Information given:

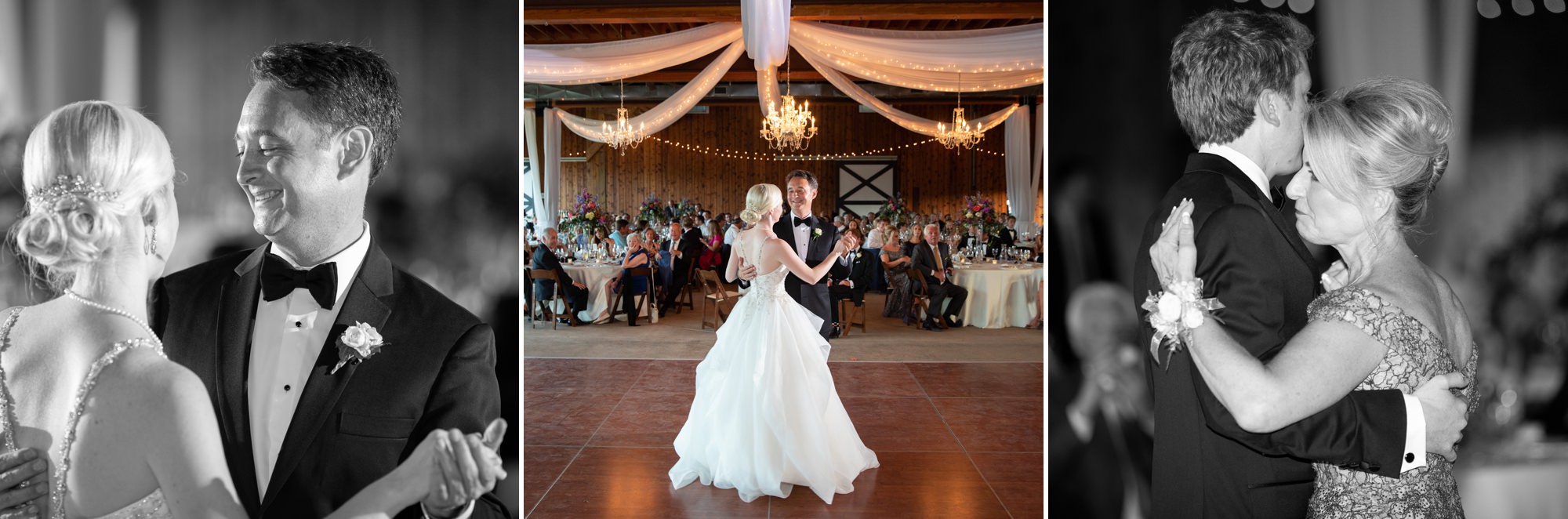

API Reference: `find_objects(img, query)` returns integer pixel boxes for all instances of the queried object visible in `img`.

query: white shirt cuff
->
[1399,394,1427,474]
[419,502,474,519]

What you need to do: Render the items above as a two-column CSV with the header input,output and one row per item. Put each item's text and its answer in their own quoted field with line breaks replaced by spaces, and leave out the pictures.

Complete response:
input,output
"API Reference: `find_objects(img, query)` returns integer pixel boxes for all instances of the queried object visible in `img`. query: white shirt cuff ->","[1399,394,1427,474] [419,502,474,519]"